# Your objective
Return each line in the rows below that contains the word "record".

# Material for this task

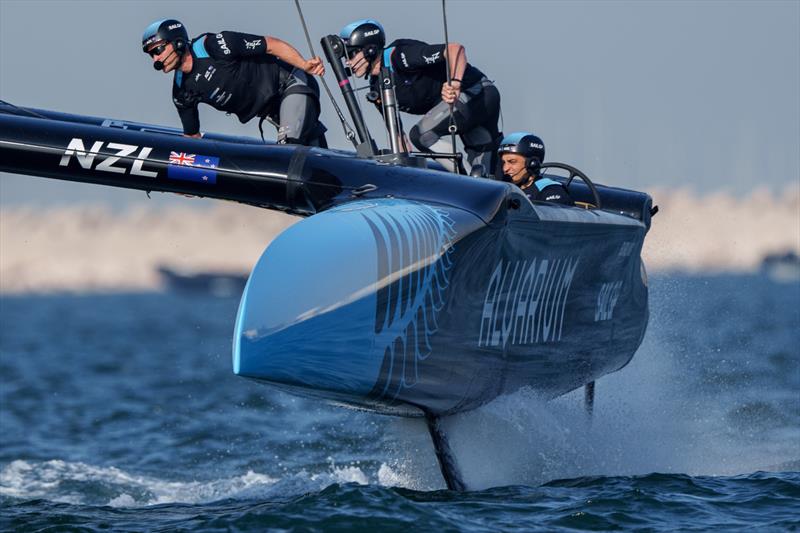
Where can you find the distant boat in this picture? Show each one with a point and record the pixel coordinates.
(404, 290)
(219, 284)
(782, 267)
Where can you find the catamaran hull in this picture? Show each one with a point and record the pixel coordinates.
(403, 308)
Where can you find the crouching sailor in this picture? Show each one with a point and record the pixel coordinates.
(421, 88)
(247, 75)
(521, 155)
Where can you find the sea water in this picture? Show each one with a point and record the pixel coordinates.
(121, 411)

--

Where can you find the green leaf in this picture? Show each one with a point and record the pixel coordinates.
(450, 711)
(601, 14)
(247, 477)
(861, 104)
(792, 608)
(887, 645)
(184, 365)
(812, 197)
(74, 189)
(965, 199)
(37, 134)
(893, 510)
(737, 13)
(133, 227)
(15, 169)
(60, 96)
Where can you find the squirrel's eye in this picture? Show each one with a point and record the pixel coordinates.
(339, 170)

# Final result
Where can you find the distant boat in this picture? Show each one with a point and record the pixel coordinates.
Where can you find the catamaran hull in this picture? Show each one with a point and record the pixel coordinates.
Where can you find the crouching sailor in this picture? Show each one with a point and record the pixel coordinates.
Where can you find the sea water in this picture? Show each one with a point and record the pixel coordinates.
Where can you find the green leaf in this picture? Show each one with a point and record the pixel coordinates.
Where can you find the squirrel's eye in this picture? Show each one with a point and record the pixel coordinates.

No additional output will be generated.